---------- MATERIAL PROVIDED
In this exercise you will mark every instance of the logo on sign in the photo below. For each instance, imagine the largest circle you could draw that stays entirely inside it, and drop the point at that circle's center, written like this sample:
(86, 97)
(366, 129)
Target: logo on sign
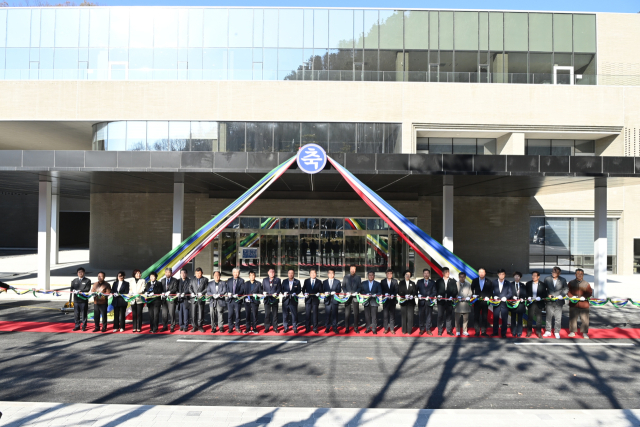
(312, 158)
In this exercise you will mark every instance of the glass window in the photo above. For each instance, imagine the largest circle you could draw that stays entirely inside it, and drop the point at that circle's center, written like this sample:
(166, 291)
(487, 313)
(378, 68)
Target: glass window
(317, 133)
(216, 30)
(487, 146)
(440, 145)
(562, 32)
(235, 136)
(117, 133)
(341, 29)
(204, 136)
(416, 29)
(391, 28)
(540, 32)
(516, 32)
(259, 137)
(464, 146)
(538, 147)
(466, 30)
(271, 28)
(136, 136)
(240, 28)
(18, 27)
(584, 33)
(446, 30)
(286, 137)
(157, 136)
(291, 34)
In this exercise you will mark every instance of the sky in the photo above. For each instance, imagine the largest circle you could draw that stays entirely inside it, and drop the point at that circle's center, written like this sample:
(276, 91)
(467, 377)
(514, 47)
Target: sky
(628, 6)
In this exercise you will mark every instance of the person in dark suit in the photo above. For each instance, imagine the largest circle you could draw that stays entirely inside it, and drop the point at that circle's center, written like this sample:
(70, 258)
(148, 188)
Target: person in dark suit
(153, 290)
(426, 288)
(271, 285)
(554, 286)
(198, 290)
(482, 288)
(80, 306)
(502, 290)
(216, 291)
(120, 287)
(389, 287)
(184, 300)
(350, 286)
(407, 289)
(534, 286)
(235, 287)
(169, 289)
(311, 288)
(253, 290)
(291, 289)
(370, 289)
(446, 287)
(517, 314)
(331, 286)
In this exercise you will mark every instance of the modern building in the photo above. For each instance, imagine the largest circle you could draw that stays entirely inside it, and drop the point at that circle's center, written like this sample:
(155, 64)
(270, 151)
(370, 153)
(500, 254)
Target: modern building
(509, 136)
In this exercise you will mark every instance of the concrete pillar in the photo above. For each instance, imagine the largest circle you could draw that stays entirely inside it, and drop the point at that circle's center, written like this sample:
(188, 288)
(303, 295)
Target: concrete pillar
(600, 238)
(447, 212)
(55, 223)
(178, 210)
(44, 234)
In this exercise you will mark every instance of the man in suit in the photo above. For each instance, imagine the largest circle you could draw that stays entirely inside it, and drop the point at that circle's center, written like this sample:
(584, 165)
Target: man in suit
(235, 287)
(389, 287)
(370, 289)
(216, 291)
(331, 286)
(426, 288)
(446, 287)
(482, 288)
(271, 285)
(503, 291)
(80, 306)
(408, 290)
(312, 287)
(554, 286)
(169, 287)
(198, 289)
(350, 286)
(291, 289)
(184, 300)
(252, 289)
(517, 314)
(534, 287)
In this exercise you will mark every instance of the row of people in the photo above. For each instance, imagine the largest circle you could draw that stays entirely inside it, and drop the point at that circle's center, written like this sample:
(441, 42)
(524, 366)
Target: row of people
(182, 301)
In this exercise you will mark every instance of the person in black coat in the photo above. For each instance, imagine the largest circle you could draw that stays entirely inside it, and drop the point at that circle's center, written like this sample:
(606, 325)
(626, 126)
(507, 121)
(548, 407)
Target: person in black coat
(503, 290)
(389, 287)
(153, 290)
(482, 288)
(312, 286)
(426, 288)
(517, 314)
(446, 287)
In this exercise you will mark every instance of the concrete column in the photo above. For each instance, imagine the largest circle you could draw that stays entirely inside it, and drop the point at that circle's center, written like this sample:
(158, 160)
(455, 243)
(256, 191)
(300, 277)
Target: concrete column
(178, 210)
(600, 238)
(447, 212)
(55, 223)
(44, 234)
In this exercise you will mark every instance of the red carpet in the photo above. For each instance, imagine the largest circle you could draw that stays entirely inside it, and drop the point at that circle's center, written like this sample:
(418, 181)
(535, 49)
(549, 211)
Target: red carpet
(60, 327)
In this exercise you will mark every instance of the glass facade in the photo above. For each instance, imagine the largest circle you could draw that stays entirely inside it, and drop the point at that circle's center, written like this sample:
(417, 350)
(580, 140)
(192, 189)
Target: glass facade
(257, 137)
(294, 44)
(261, 243)
(568, 244)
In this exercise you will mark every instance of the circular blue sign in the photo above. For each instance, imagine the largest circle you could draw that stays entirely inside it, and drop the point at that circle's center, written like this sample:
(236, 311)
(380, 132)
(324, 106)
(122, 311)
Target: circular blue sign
(312, 158)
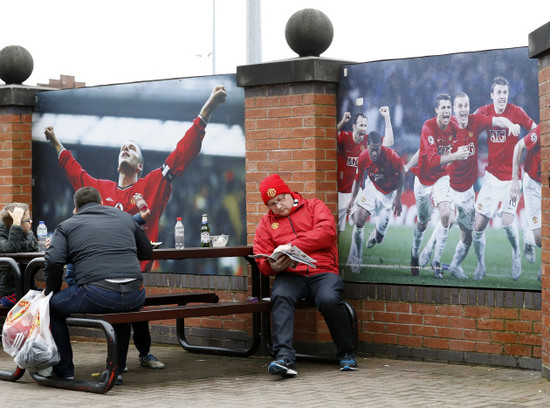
--------------------
§ OBJECTIVE
Rescale the listing from the line with "In this exercise you will mark every instance of the circular" through the end of the listing, rewriting every line, requests included, with each coordinate in the answer points multiplied by 2.3 and rounded to a whole number, halves up. Keep the requests and their sample points unchanged, and leave the pictures out.

§ THE ANSWER
In this exercise you will mark every instance of the circular blue sign in the photo above. For each instance, imagine the largest circle you could draw that stays entirely inside it, and drop the point at that circle's center, written like this sample:
(236, 311)
(380, 132)
(324, 106)
(122, 311)
Target: circular blue sign
(718, 363)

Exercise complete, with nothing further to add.